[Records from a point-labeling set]
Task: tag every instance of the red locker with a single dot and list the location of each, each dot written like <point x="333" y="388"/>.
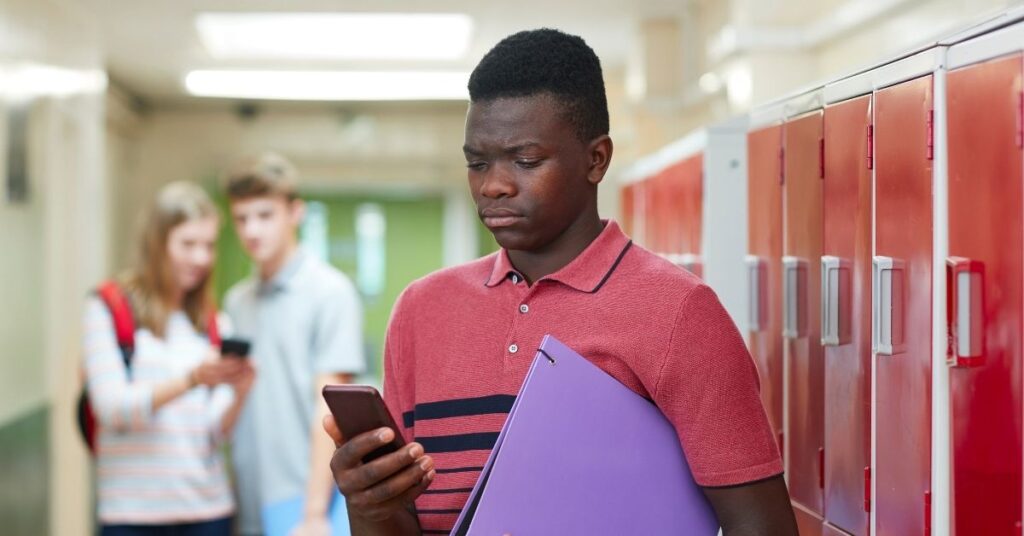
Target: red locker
<point x="846" y="313"/>
<point x="628" y="207"/>
<point x="801" y="299"/>
<point x="652" y="213"/>
<point x="902" y="301"/>
<point x="686" y="189"/>
<point x="984" y="278"/>
<point x="764" y="263"/>
<point x="691" y="203"/>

#### [Set problem]
Can you put the lines above into a numbered list, skipping any blank lines and leaving the pictures out?

#### [Written reply]
1. Task: tag every instance of the red locker with a single dot and list the location of each, each dot written like <point x="333" y="388"/>.
2. Target: red locker
3. <point x="846" y="313"/>
4. <point x="628" y="207"/>
5. <point x="801" y="299"/>
6. <point x="652" y="213"/>
7. <point x="902" y="301"/>
8. <point x="686" y="189"/>
9. <point x="984" y="278"/>
10. <point x="764" y="263"/>
11. <point x="691" y="203"/>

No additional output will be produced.